- EXTRACTED TEXT
+ + +

So much so that my parents were forced
to live with a family in an apartment,
with a kind of Polish family.
And so the difficulty was, above all,
the work shortage.
Also because the two small bags
of two thousand stars were not
to be touched at all.
My father was not flexible.
And so then my mom, in other words,
my mom, as long as my father remained
in Tel Aviv until August 23, 1944,
when he then went to work
at the British oil refinery... yes...
No, he also had my mom
because then he had had my sister first
and then I was born in 1942.
So then when my father left,
he felt the obligation to work
to support the family
also because he liked the idea
of having money...
(Laughter)
to freely spend.
As mentioned, your mother was free...
- Yes, free.
in Palestine.
- Yes.
Your father, on the other hand,
had to move abroad to Persia
because meanwhile he found work
with an oil company.

+ + +

- DATA SECTION
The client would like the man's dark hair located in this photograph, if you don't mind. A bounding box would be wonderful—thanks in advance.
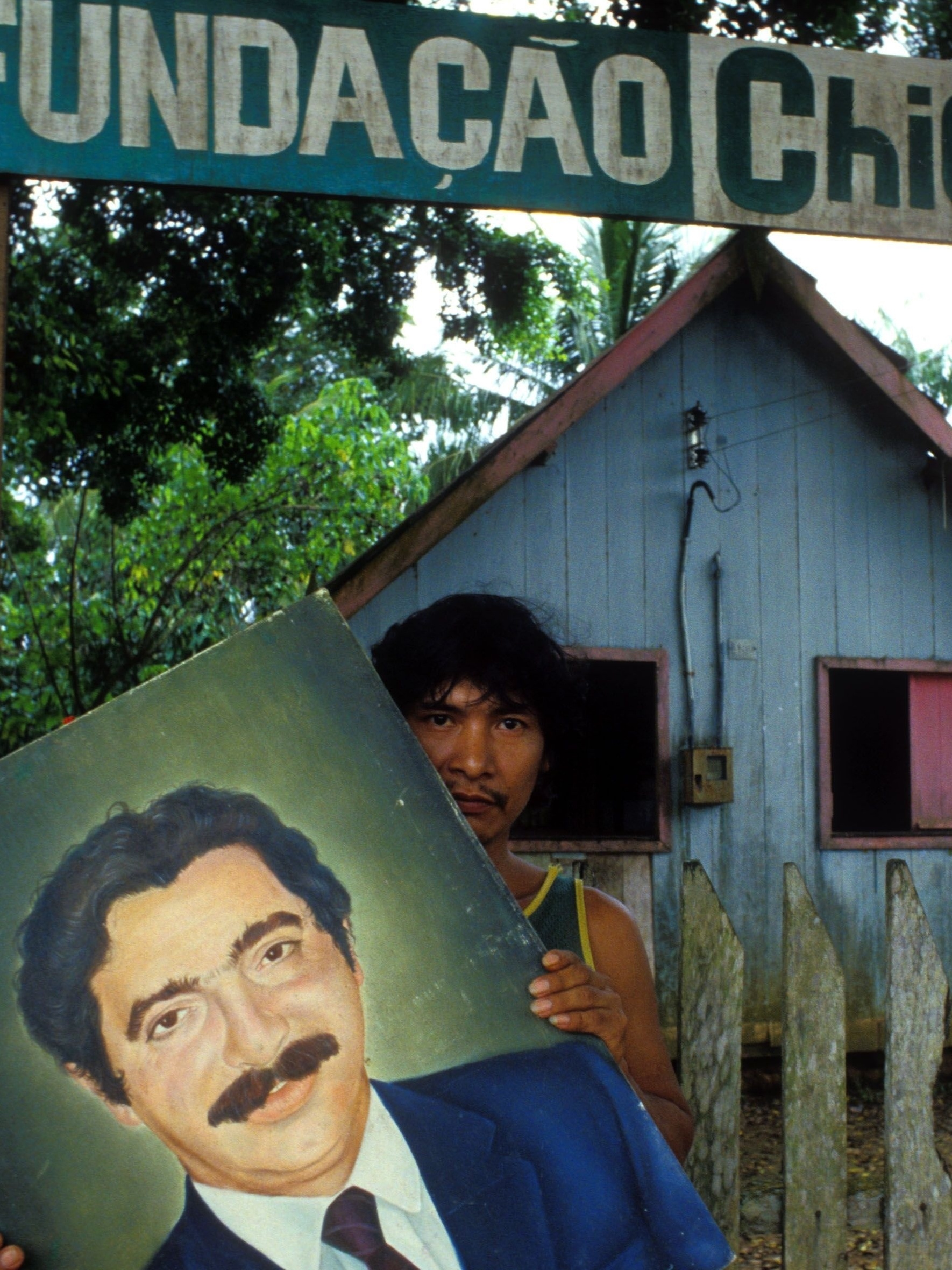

+ + +

- JOBS
• 1. From the interview transcript, reproduce word for word the part that opens with the words containing "No, he also" and closes with "of having money...".
• 2. In the interview transcript, what year does the speaker give for their own birth?

- SOLUTION LIST
• 1.
No, he also had my mom
because then he had had my sister first
and then I was born in 1942.
So then when my father left,
he felt the obligation to work
to support the family
also because he liked the idea
of having money...

• 2. 1942